_SELECTED PASSAGE_

[FOM] Platonism and Formalism
Sandy Hodges
SandyHodges at alamedanet.net
Fri Sep 12 14:34:54 EDT 2003
Gaifman writes: "This is essentially the position Abraham Robinson took
..."
Thanks for the reference.
Gaifman writes:
----
It is a coherent description of a "formalist's behavior". But perhaps we
should distinguished between describing one's *behavior* and giving an
*account* of a certain view. For example, we believe that the system we
employ is consistent. Can a formalist give grounds for this belief, over
and above the brute fact that so far no contradiction has been
discovered?
----
I proceed merrily along, making assertions in my U-language, such as 2 <
3, and 0 < 1. There may be some system S, such that all the
assertions I make happen to be either axioms of S, or follow from
earlier assertions that I made, by rules of S. Perhaps one such system
S is the very one proposed in FOM by Harvey Friedman a few months ago,
the one with axioms and rules for first-order logic, sets, pairs, and
real numbers. However, were I to say: "0 < 1, and that's an axiom."
then I would have made an assertion that is neither an axiom of S nor
follows by a rule of S from prior assertions, since Friedman's system
does not contain a predicate that means "is an axiom."
A system that would both allow me to assert that 0 < 1, and to claim
that my assertion (or claim, sentence, token, proposition, formula,
pointer, etc.) "0 < 1" is an axiom, would be a system that acts as its
own meta-langauge, and such systems are as you know somewhat rare.
If I am making assertions in my U-language, and the systems to which my
assertions happen to conform are of the sort which do not act as their
own meta-language, then I can't give "grounds" for asserting "0 < 1."
I can only assert it. Not only can I not give grounds for claiming
that the system I am using is consistent, I can't refer to the system I
am using at all.
I find the whole business, which seems to be taken for granted, of
jumping from assertions made in one's U-language, to assertions in a
meta-langauge of that U-language, somewhat mystifying. Perhaps you can
give an account of how this is done, in a more formal way than is
usually seen? It seems to me that any such a formal account will need
to have two classes of formulas, the U-language ones and the
meta-language ones. The result will be a system that acts as its own
meta-language, in that it has formulas that refer to its own formulas.

_GIVEN RECORDS_
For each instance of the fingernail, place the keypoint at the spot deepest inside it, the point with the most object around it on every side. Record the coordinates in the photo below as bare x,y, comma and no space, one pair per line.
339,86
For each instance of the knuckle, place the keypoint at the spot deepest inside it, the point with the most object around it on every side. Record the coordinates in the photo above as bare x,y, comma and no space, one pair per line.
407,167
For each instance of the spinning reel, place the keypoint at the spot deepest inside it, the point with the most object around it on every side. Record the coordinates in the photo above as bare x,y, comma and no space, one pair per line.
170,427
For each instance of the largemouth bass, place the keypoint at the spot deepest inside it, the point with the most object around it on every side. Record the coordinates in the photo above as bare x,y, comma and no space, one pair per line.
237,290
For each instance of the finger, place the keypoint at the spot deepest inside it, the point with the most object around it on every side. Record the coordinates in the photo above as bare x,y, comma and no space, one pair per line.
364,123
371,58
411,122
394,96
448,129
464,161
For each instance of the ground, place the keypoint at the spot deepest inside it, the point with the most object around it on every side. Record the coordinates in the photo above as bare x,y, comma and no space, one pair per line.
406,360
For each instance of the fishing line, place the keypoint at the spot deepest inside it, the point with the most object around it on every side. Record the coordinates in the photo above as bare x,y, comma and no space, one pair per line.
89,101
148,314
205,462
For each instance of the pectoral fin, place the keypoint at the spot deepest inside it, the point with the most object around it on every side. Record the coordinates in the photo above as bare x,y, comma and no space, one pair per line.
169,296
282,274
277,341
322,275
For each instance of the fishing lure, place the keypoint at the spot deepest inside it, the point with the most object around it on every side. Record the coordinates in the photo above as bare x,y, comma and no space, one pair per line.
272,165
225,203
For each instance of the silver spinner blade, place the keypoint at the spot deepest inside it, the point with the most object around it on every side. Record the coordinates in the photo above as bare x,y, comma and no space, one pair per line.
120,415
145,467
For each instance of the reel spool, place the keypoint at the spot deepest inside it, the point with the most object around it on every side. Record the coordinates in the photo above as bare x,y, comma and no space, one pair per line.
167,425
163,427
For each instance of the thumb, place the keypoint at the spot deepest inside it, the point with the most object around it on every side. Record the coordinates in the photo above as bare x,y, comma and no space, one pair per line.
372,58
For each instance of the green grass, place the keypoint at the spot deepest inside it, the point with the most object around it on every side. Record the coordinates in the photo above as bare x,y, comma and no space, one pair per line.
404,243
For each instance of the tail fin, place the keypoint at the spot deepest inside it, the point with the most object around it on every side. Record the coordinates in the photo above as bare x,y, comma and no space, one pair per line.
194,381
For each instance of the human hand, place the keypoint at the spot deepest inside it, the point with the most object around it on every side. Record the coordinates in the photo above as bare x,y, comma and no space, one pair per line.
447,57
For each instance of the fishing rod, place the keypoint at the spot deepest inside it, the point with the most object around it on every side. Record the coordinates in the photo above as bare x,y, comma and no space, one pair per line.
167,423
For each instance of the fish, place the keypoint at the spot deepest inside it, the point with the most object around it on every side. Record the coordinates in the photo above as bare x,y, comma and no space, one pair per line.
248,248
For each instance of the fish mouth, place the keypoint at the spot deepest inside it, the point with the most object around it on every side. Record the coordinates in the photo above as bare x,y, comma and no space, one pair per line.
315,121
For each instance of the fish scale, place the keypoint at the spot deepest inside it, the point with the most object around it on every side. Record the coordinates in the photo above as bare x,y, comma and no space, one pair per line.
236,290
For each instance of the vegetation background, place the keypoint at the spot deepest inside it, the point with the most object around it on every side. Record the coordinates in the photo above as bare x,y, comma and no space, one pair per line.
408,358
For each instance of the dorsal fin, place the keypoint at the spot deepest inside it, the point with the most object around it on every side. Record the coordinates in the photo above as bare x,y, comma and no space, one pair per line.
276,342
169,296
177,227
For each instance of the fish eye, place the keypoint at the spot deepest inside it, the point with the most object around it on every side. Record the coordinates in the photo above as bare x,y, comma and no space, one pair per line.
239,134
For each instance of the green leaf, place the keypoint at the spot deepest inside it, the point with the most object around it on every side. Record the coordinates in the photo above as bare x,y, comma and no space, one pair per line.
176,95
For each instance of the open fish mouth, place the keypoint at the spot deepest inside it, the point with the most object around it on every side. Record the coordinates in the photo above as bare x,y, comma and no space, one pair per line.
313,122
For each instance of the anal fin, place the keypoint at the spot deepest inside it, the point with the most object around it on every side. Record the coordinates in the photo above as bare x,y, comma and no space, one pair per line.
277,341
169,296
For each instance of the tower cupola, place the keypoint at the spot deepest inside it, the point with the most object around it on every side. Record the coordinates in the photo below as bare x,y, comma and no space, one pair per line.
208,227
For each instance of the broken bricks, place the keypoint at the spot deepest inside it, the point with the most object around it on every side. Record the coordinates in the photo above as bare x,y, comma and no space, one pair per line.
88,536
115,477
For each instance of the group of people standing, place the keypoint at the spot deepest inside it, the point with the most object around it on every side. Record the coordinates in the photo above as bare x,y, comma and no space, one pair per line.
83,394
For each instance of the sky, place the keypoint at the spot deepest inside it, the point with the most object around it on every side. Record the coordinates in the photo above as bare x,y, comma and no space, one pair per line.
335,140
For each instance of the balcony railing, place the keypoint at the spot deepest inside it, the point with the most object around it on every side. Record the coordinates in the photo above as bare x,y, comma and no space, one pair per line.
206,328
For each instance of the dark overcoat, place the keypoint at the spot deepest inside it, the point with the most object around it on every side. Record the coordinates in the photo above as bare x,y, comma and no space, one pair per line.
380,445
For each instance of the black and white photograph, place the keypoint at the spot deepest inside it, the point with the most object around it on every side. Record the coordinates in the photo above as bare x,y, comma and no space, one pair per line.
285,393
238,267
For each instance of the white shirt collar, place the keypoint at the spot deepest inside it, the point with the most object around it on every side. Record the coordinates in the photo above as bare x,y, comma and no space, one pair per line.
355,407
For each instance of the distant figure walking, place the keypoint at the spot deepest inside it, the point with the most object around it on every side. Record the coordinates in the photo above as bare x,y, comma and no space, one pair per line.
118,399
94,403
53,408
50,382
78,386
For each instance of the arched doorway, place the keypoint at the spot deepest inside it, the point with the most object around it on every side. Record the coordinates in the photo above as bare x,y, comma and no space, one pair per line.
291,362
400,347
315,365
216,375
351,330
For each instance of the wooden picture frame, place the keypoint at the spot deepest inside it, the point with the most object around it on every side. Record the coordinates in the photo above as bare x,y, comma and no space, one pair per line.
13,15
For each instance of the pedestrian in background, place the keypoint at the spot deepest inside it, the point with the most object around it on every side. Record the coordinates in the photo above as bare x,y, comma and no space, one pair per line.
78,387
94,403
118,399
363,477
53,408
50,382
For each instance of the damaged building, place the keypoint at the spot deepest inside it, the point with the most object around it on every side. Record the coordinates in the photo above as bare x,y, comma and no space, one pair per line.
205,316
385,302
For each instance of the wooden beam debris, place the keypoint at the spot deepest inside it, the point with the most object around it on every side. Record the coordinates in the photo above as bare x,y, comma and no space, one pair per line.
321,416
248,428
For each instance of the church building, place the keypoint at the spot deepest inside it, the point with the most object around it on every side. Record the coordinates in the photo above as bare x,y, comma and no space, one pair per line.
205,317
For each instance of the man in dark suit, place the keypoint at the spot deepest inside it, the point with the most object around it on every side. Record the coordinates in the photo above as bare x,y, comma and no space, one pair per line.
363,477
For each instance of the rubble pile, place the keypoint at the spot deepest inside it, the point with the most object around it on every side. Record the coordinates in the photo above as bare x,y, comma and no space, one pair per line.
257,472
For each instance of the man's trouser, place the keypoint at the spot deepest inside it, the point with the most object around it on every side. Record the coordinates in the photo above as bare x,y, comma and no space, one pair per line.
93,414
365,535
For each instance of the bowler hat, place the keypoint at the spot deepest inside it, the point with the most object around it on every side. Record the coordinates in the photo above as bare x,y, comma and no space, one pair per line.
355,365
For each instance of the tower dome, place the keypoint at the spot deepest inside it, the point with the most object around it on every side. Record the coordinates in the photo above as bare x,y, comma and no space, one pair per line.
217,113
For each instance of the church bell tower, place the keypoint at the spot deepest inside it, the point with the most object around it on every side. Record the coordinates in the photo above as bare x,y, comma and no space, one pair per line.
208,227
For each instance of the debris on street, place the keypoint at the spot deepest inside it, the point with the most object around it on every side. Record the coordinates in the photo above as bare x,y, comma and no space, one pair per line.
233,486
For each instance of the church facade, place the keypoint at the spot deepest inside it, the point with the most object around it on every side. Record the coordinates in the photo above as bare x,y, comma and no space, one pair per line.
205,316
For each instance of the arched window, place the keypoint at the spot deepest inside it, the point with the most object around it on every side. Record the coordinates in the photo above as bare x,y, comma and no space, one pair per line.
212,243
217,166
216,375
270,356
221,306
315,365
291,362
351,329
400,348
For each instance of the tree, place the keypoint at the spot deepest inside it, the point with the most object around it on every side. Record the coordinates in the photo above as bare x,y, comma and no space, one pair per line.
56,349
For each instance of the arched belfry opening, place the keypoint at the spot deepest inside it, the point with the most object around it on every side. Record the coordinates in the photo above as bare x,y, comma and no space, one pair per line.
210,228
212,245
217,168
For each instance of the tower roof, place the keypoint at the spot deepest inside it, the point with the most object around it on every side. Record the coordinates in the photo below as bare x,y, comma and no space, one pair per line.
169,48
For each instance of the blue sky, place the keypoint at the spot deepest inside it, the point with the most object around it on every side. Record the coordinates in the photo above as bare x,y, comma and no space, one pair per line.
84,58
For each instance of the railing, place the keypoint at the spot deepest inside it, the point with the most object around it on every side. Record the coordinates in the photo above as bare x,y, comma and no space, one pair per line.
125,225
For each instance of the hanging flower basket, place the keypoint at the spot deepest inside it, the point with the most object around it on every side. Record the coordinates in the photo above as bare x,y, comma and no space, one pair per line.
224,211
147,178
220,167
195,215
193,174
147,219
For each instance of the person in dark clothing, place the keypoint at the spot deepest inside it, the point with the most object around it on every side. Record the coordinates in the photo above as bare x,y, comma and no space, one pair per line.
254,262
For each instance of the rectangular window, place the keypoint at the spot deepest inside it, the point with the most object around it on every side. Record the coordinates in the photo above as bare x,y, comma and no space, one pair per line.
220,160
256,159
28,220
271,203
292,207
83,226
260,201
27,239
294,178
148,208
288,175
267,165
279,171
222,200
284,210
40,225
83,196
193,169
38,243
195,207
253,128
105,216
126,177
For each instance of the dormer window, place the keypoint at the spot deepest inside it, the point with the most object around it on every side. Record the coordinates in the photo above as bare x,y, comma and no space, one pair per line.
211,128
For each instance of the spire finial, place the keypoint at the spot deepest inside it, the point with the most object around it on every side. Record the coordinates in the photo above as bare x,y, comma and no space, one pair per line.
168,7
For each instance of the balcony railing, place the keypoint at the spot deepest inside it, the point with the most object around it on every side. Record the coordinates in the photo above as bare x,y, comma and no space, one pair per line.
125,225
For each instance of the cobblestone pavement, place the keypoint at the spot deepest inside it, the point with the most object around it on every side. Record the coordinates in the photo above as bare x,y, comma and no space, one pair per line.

_BRIEF_
Could you resume the FOM post on Platonism and formalism, starting right after its final sentence?

_TASK ANSWER_
It will merely be a weak system, compared with other systems that can
act as their own meta-langauges.
So it seems to me that any question that requires jumping to a
meta-language, can only be understood, if we insist on a rigorous
account, in the context of a system that can act as its own
meta-language. There are hard choices to be made in selecting any such
system.
Of course, speaking in my U-language, and without recourse to
meta-language, I can define a set P of numbers; and it may happen that
there is a one-to-one correspondence between the numbers in P and the
theorems of some system S, to which my assertions happen to conform.
The closest I could come to saying that my own system is consistent
(without using meta-language) would be to assert that some number is not
in P. But if I say this, I have not actually said that the system I
am using is consistent, since I am unable to assert, without recourse to
meta-language, that the one-to-one correspondence exists. And in any
case, I can't assert that some number is not in P, while still
conforming to S.
Thus I claim that we can't give a formally rigorous account of a
Platonist, or anyone else, giving grounds for her belief that the system
she employs is consistent, without considering systems that can act as
their own meta-language.
Systems that act as their own meta-language are the focus of my interest
in logic, and good references would be much appreciated.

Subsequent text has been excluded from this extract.